What is being asked:
Reproduce the listing below word for word, keeping every line in its original order. Leave the pictures out of your copy.
++++++++++++++++++++
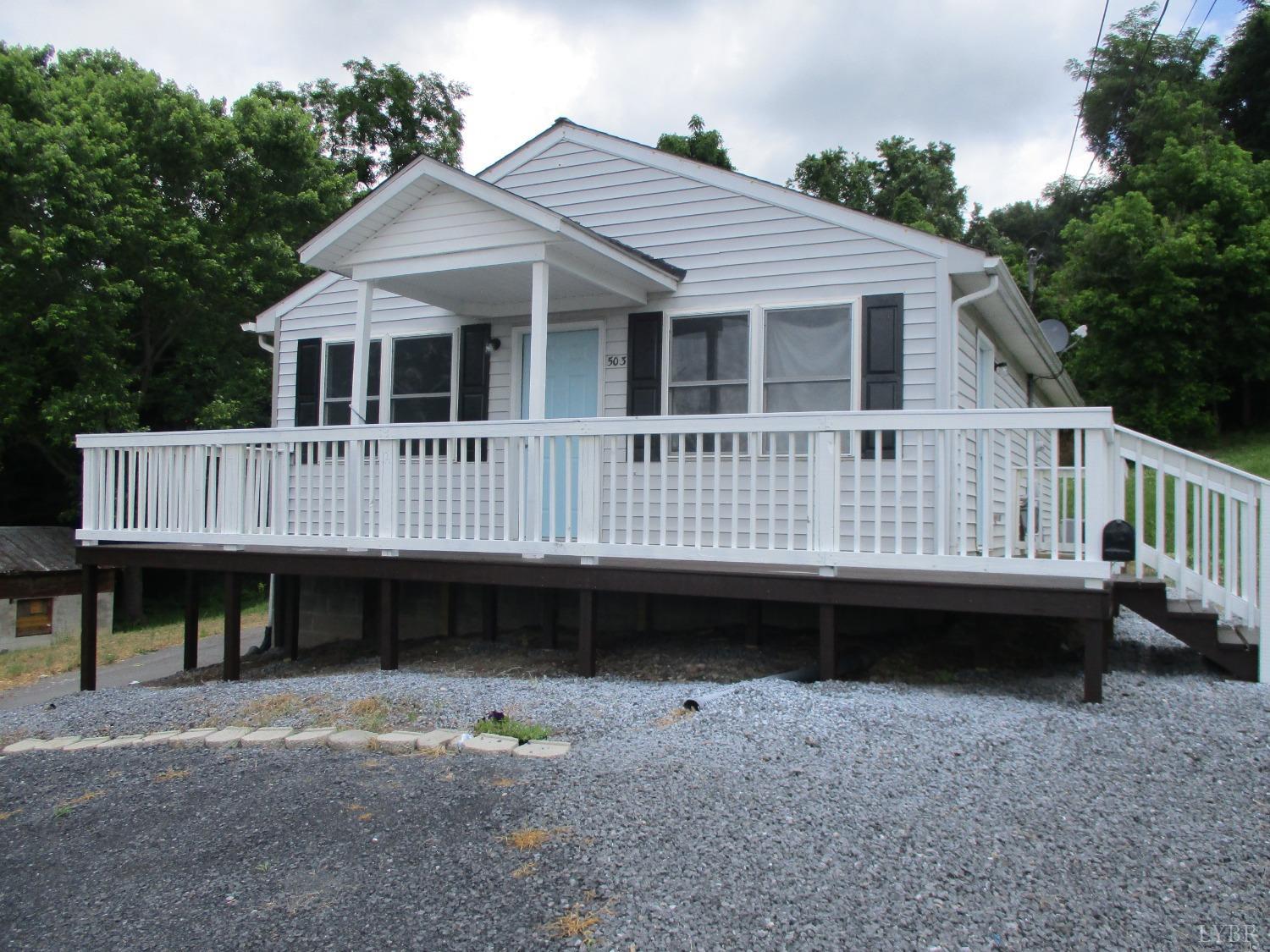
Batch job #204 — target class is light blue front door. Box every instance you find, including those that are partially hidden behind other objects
[521,327,599,538]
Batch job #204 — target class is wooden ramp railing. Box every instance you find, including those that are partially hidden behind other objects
[1114,426,1270,683]
[79,408,1114,581]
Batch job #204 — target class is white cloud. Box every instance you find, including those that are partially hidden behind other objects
[0,0,1239,208]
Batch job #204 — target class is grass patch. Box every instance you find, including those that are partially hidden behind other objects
[1195,431,1270,480]
[472,718,551,744]
[0,598,269,691]
[503,827,551,850]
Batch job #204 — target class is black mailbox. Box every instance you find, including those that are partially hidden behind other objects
[1102,520,1138,563]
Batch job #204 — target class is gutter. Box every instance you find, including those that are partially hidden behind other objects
[239,322,273,355]
[945,272,1001,410]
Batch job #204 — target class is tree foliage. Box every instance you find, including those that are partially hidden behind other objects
[789,136,965,240]
[657,114,733,172]
[0,45,352,522]
[1067,4,1218,175]
[1216,4,1270,162]
[288,58,469,190]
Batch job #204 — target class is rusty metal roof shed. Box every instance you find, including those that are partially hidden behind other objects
[0,526,78,575]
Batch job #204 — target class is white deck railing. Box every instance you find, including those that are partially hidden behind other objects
[1115,426,1270,645]
[79,409,1115,579]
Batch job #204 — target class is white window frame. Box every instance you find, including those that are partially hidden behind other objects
[380,327,460,423]
[662,313,747,416]
[759,299,861,414]
[318,337,388,426]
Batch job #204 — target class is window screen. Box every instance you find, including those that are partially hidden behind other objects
[393,334,454,423]
[670,314,749,415]
[323,340,384,426]
[15,598,53,639]
[764,307,851,413]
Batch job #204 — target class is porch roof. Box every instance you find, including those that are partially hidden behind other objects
[300,157,685,317]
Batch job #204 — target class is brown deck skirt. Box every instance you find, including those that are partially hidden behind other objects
[75,543,1113,701]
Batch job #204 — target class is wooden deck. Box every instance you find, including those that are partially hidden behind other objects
[76,543,1114,701]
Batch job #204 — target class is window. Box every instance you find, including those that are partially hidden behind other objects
[17,598,53,639]
[391,334,454,423]
[764,306,851,413]
[670,314,749,416]
[323,340,384,426]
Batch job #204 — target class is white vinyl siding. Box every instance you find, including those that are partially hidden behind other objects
[494,142,936,409]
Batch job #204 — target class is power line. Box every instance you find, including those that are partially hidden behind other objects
[1191,0,1217,36]
[1178,0,1199,38]
[1081,0,1173,185]
[1063,0,1113,179]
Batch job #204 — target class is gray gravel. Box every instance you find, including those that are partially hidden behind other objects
[0,614,1270,949]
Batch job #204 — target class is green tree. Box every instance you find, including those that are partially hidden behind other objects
[1216,0,1270,162]
[1067,4,1219,178]
[0,43,353,522]
[657,114,733,172]
[1056,132,1270,438]
[284,58,469,190]
[789,136,967,240]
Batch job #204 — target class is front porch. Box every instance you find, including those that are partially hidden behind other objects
[78,409,1270,700]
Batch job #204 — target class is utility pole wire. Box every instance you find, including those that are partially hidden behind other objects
[1063,0,1113,179]
[1077,0,1168,188]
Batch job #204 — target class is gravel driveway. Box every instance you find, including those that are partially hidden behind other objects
[0,616,1270,949]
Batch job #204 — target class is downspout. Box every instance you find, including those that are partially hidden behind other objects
[239,322,277,654]
[947,274,1001,410]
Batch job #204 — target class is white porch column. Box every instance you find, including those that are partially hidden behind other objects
[351,281,375,426]
[525,261,549,421]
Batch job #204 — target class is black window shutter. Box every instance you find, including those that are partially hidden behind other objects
[459,324,490,461]
[295,338,322,426]
[861,294,904,459]
[627,311,662,462]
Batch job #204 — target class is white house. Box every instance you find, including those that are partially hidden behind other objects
[79,119,1270,697]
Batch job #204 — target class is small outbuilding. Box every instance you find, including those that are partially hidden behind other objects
[0,526,114,652]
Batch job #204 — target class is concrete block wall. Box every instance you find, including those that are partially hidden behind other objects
[0,592,114,652]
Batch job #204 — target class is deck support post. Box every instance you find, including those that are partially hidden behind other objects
[221,573,243,680]
[439,581,459,639]
[746,601,764,647]
[820,604,838,680]
[286,575,300,662]
[578,589,596,678]
[350,281,375,426]
[526,261,550,424]
[378,579,398,672]
[80,564,99,691]
[541,589,560,650]
[1081,619,1107,705]
[480,586,498,641]
[182,571,198,672]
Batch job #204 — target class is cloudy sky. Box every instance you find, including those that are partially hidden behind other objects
[0,0,1240,208]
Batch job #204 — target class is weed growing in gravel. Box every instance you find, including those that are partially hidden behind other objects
[503,827,551,850]
[345,696,393,734]
[543,900,614,946]
[472,718,551,744]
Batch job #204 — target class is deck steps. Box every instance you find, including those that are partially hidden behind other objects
[1113,576,1259,680]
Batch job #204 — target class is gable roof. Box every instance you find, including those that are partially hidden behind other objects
[477,117,988,271]
[300,155,686,289]
[0,526,79,575]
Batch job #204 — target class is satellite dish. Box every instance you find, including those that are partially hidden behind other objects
++++++++++++++++++++
Correct response:
Batch job #204 — target class is light blue front door. Box every instance you find, including those that are partially hidden behind other objects
[521,327,599,538]
Batch job #204 — target class is wooden ramp railing. Box every instance you find, including those that are partially hidden behind other objects
[1114,426,1270,683]
[79,408,1114,581]
Batch job #204 — target class is white cloud. Box every instance you find, including those that are partially hidden behind other objects
[0,0,1239,208]
Batch job #204 — target class is grass patch. Box every instance you find, including those that are partially hidden behind other objects
[1195,431,1270,480]
[472,718,551,744]
[0,598,269,691]
[503,827,551,850]
Batch job #204 — target class is black mailbox. Box every instance you find, including those that are partially hidden behind other objects
[1102,520,1138,563]
Batch job #204 — target class is gutter. Box every instance you find, including those that are partially hidden behind other objects
[239,322,273,355]
[945,272,1001,410]
Batch job #204 — target class is tree foliage. Box every instance you find, including those that are partially hidden behind other objects
[789,136,965,240]
[657,114,733,172]
[0,45,352,522]
[1067,4,1218,175]
[1216,4,1270,162]
[288,58,469,190]
Batch job #204 — target class is rusty metal roof shed. Box every instance you find, including those that are partially hidden behind other objects
[0,526,78,575]
Batch job #204 — target class is white deck railing. Box every instance you find, including those that are partially hidden behind other objects
[1115,426,1270,645]
[79,409,1115,579]
Batch job #204 — target class is white window frame. Box every instance you find, including those that are partially hidden behind other objects
[380,327,460,423]
[662,313,747,416]
[759,299,861,414]
[318,337,388,426]
Batch job #204 — target class is window screen. Box every instance you find, including those that are partially hidden behind other objects
[393,334,454,423]
[670,314,749,415]
[323,340,384,426]
[15,598,53,639]
[764,307,851,413]
Batch job #204 — target class is porch roof. Box every instance you find, including those that are partially hidden behind other objects
[300,157,685,317]
Batch job #204 — target class is brown deck skirt. Box every instance you find, including those that are partially hidden behind other objects
[75,543,1113,701]
Batch job #204 — target class is wooden deck. Box every instance you find, including those that are partially hidden behind other objects
[76,543,1114,701]
Batch job #204 — target class is window. Box every instance you find, including those that are partially hidden behind other objects
[17,598,53,639]
[391,334,454,423]
[764,306,851,413]
[670,314,749,416]
[323,340,384,426]
Batch job #204 — target class is white vinyl siding. Box every instance you find, including those that are partially hidden behind other objects
[494,142,936,409]
Batch job #204 — target class is power line. Box every instance you find, including those that are partially hidden behind other objects
[1191,0,1217,36]
[1178,0,1199,38]
[1081,0,1173,185]
[1063,0,1113,179]
Batch job #204 — target class is gray gravel. Box every instance you find, including those that are partially hidden behind other objects
[0,614,1270,949]
Batch job #204 — target class is green tree. Box every instance you find, including those that are partially hidden behind other objects
[1216,0,1270,162]
[1067,4,1219,178]
[0,43,353,522]
[657,114,733,172]
[1056,132,1270,438]
[284,58,469,190]
[789,136,967,240]
Batch job #204 — target class is front porch. Box every instance you find, including those that are partially hidden behind other objects
[78,409,1270,700]
Batch job #204 — target class is utility pole wire. Box every instance you find, including those that are partially hidden behind other objects
[1063,0,1113,179]
[1077,0,1168,188]
Batch job #204 — target class is gravel driveway. Box every instance you find, including those that are partially hidden behind other objects
[0,616,1270,949]
Batch job #204 — target class is downspout. Box every instance you find, including those that are partially hidden behind other objects
[239,322,277,654]
[947,274,1001,410]
Batch job #204 — target class is white porch column. Box every instance you find, including those that are partially hidden behind other objects
[351,281,375,426]
[525,261,549,421]
Batch job #204 — target class is black window shutter. Box every instance you find, including those that are partially hidden behind other objects
[459,324,490,461]
[295,338,322,426]
[861,294,904,459]
[627,311,662,462]
Batch job #204 — target class is white house. Box every instance you find, including those that are partially hidden behind other objects
[79,119,1270,697]
Batch job #204 — target class is small outbuilding. Box every instance you find, including those that are partially hidden behind other objects
[0,526,114,652]
Batch job #204 — target class is concrete block wall. Box every instance you find, including those that are partially hidden behind other objects
[0,592,114,652]
Batch job #204 — target class is deck support post. Box every instance you find, including those that are partially hidden behind other objects
[221,573,243,680]
[439,581,459,639]
[746,601,764,647]
[820,604,838,680]
[286,575,300,662]
[578,589,596,678]
[350,281,375,426]
[526,261,550,424]
[378,579,398,672]
[80,564,99,691]
[541,589,560,650]
[1081,619,1107,705]
[480,586,498,641]
[182,571,198,672]
Batch job #204 — target class is cloudy sky. Box every instance you find, including those that are partially hidden behind other objects
[0,0,1240,208]
Batch job #204 — target class is weed growing in gravel. Box every instance you find, including those that are partially hidden behind other objects
[503,827,551,850]
[345,696,393,734]
[543,900,614,946]
[472,718,551,744]
Batch job #204 — target class is deck steps. Box every instance you find, including those that are partially hidden behind other objects
[1113,576,1259,680]
Batch job #204 — target class is gable roof. Box every instance you find, including those that are partially hidden behind other objects
[477,117,988,271]
[300,155,686,289]
[0,526,79,575]
Batch job #204 — target class is satellite dish. Box every instance you find, including those that are partially hidden behind other objects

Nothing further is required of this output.